▶ [To do] Can you write out every one of the records below word for word, leaving out the pictures?

Start of Source data

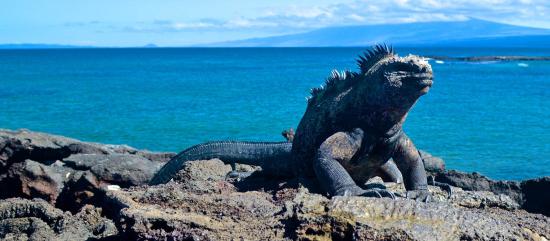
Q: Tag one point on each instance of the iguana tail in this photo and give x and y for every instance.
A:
(271, 156)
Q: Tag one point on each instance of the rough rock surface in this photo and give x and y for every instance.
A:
(532, 195)
(202, 203)
(68, 172)
(22, 219)
(213, 208)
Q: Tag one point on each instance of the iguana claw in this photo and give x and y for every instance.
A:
(444, 186)
(377, 192)
(420, 195)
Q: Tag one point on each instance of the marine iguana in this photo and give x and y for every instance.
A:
(351, 128)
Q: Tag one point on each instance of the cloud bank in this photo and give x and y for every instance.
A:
(366, 12)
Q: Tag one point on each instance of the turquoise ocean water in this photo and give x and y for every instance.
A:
(490, 117)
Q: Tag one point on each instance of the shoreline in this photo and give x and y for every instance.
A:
(100, 191)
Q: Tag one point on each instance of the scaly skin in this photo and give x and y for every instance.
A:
(350, 129)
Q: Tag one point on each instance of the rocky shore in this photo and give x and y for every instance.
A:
(57, 188)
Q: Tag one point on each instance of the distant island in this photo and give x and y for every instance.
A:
(471, 33)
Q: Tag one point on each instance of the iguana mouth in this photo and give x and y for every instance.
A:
(424, 81)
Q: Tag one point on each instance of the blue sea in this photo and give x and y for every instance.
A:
(489, 117)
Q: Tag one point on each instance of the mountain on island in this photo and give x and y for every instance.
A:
(470, 33)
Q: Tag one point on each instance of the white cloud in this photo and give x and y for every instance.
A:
(360, 12)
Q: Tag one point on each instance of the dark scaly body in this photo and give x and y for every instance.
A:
(351, 128)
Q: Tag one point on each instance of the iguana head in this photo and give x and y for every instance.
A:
(397, 80)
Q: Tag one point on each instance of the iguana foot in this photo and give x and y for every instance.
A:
(237, 175)
(354, 190)
(444, 186)
(378, 192)
(422, 195)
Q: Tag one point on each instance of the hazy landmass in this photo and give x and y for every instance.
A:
(471, 33)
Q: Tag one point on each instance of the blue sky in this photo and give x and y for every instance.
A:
(182, 22)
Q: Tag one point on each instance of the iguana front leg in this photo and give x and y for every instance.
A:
(410, 164)
(332, 176)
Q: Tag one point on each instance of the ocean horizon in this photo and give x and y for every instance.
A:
(492, 117)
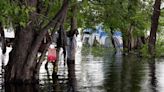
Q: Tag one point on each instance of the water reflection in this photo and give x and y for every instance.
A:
(152, 74)
(109, 73)
(22, 88)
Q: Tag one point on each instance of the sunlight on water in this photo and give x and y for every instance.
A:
(108, 73)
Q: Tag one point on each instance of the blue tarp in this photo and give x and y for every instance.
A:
(117, 33)
(88, 30)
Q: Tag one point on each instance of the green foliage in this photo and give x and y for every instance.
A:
(144, 50)
(95, 50)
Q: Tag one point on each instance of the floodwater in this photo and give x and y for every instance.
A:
(107, 73)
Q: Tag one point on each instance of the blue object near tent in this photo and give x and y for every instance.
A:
(117, 33)
(102, 34)
(88, 31)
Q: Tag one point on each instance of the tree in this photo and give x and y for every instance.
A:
(154, 27)
(29, 32)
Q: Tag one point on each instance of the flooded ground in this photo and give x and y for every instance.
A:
(107, 73)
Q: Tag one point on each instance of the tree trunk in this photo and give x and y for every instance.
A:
(73, 30)
(154, 27)
(2, 38)
(23, 66)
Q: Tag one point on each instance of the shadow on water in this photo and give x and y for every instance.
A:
(22, 88)
(152, 74)
(108, 73)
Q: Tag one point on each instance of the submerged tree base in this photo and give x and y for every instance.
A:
(22, 82)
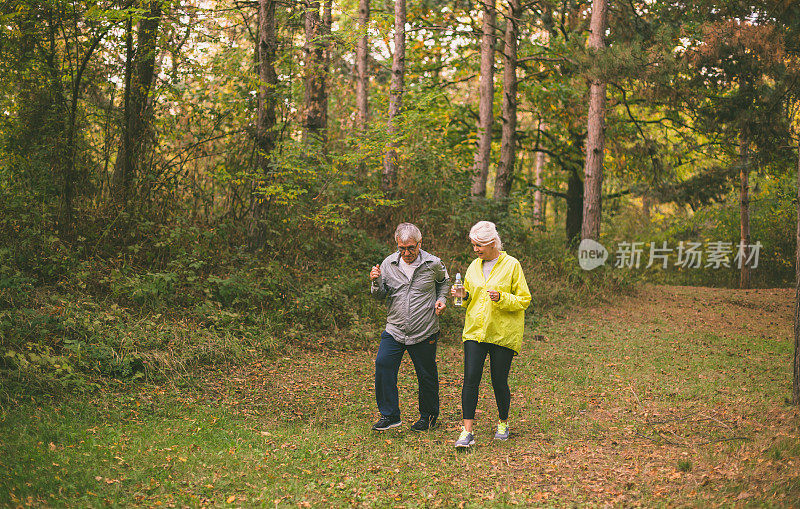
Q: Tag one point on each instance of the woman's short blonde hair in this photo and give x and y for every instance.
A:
(485, 233)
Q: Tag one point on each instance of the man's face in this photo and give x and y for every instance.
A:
(408, 250)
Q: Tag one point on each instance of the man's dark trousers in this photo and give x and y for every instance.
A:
(387, 364)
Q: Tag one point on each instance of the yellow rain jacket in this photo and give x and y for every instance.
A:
(500, 322)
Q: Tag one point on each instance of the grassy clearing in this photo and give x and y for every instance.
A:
(672, 396)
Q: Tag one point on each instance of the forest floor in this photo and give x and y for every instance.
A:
(670, 396)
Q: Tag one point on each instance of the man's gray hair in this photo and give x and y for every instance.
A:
(485, 233)
(406, 232)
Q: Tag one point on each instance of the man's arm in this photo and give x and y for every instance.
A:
(377, 287)
(443, 283)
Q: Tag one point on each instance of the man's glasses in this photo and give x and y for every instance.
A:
(409, 249)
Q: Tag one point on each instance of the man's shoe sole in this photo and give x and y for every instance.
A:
(424, 429)
(393, 425)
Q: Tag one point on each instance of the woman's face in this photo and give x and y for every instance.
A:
(485, 252)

End of Source data

▶ [Exercise answer]
Q: Tag one point on each instance of the iguana tail in this photo and give x and y for every instance.
A:
(271, 156)
Q: Tag one point on each instance of the rough rock surface in this photo and give x and y for every instance.
A:
(532, 195)
(202, 203)
(68, 172)
(22, 219)
(213, 208)
Q: Tag one point on each instance of the iguana claw in this photo and give x and y for every instance.
A:
(444, 186)
(377, 192)
(420, 195)
Q: Tag one point on each instance of the marine iguana in this photo and give x and y for every instance.
A:
(351, 128)
Q: Tag one point on each instance of the cloud bank in this photo and give x and y for every instance.
A:
(366, 12)
Q: Tag one point on each instance of the turquoise ocean water in this photo and give x and y for every instance.
A:
(490, 117)
Q: Tag one point on each instance of the shoreline in this photo and give x and y for every instance.
A:
(100, 191)
Q: Tag one point on each instance of the scaly skin in this photo and give x and y for every instance.
A:
(350, 129)
Q: Tag one point on each instance of the rocky shore in this photo and give x and y for every instance.
A:
(57, 188)
Q: Tag one point on each instance of the distant island in this photo and give x and y for every instance.
A:
(471, 33)
Q: Tag one point on each instance of the iguana mouth in this photo and give x and y for every instance.
A:
(424, 81)
Q: Tag one point on each instance of the blue sea in this photo and give x and y for every instance.
A:
(489, 117)
Q: Tag one point on each instance of the mountain on island in this photo and give x and y for every instance.
A:
(470, 33)
Q: Tag one point on each instance of the white cloud in this photo and give x and y for every instance.
A:
(360, 12)
Q: Tag one point on each instance of the dark scaly body in this photo and give x and y for every instance.
A:
(351, 128)
Q: Tag one point on each instance of the iguana head in this photo and give x and y for every instance.
A:
(397, 80)
Q: Tag one point on each instance of the iguana foot in this photo and give x and y for every instance.
A:
(237, 175)
(354, 190)
(444, 186)
(378, 192)
(422, 195)
Q: Tag one point on each instance of the hazy landmass in this photo and give x and y for every instance.
A:
(471, 33)
Q: Tag one point on each instance of the blue sky in this photo and give x and y for every instance.
A:
(182, 22)
Q: Tag one point on each instance of the iguana front leg in this photo and give x and y for every instance.
A:
(410, 164)
(332, 176)
Q: Tag one point on each instance of the ocean horizon in this photo and give x and y for every instance.
A:
(492, 117)
Q: Tag one point on each instance of the water reflection in this photo and give x and y for every instance.
A:
(152, 74)
(109, 73)
(22, 88)
Q: Tag one point on each instance of the sunlight on water in this photo and give x and y for every instance.
A:
(108, 73)
Q: Tag one point on each instance of the blue tarp in this photo and give x and y for every instance.
A:
(117, 33)
(88, 30)
Q: Tag one point on each instance of the green foliage in this photo and give x and y for every instance.
A:
(144, 50)
(95, 50)
Q: Tag one point on each instance of the floodwater in this photo and give x and y for every instance.
A:
(107, 73)
Q: Tag one point on each instance of the blue object near tent in this photo and give x and y for every instance.
A:
(117, 33)
(102, 34)
(88, 31)
Q: Tag one point on each instance of the tree in this photo and give x and y for every instance.
A:
(154, 27)
(29, 32)
Q: Tag one point on each instance of the flooded ground in this photo and give x and y for every instance.
A:
(107, 73)
Q: Tag one point on each instance of the tree trunk in this photo and give x and y for every instance.
A:
(73, 30)
(154, 27)
(2, 38)
(23, 66)
Q: Tag one point on each instance of the shadow on water in this photo and give x and y for every instance.
A:
(22, 88)
(152, 74)
(108, 73)
Q: Tag one point on each instance of the submerged tree base in this photo and give x and y for every instance.
A:
(22, 82)
Q: Tag one point on each instance of the woman's short blonde hair in this photo and give x and y for every instance.
A:
(485, 233)
Q: Tag one point on each instance of the man's face in this photo and give x and y for every instance.
A:
(408, 250)
Q: Tag one point on each instance of the man's dark trousers in this photo and give x and y for every instance.
A:
(387, 364)
Q: Tag one point on each instance of the yellow rain jacket in this photo and give x and y for every instance.
A:
(500, 322)
Q: Tag one point on each instance of the grassy clearing in this photo and give x and y for every instance.
A:
(672, 396)
Q: Tag one point on each instance of the forest floor in this photo and give x and y for every instance.
A:
(670, 396)
Q: Tag one point on each instance of the man's gray hair in this photo and give x and y for every instance.
A:
(485, 233)
(406, 232)
Q: Tag one point on each instance of the man's arm in this photo and give x and y for every instance.
A:
(377, 287)
(443, 283)
Q: Tag one point on each instance of the man's glasses in this photo and give x and y for every instance.
A:
(409, 249)
Q: Tag one point on each instance of the man's shoe sole in this photo and give x and y for every instance.
A:
(424, 429)
(393, 425)
Q: Tag one point on each instance of the woman's face in this photo and give x and y for every instance.
A:
(485, 252)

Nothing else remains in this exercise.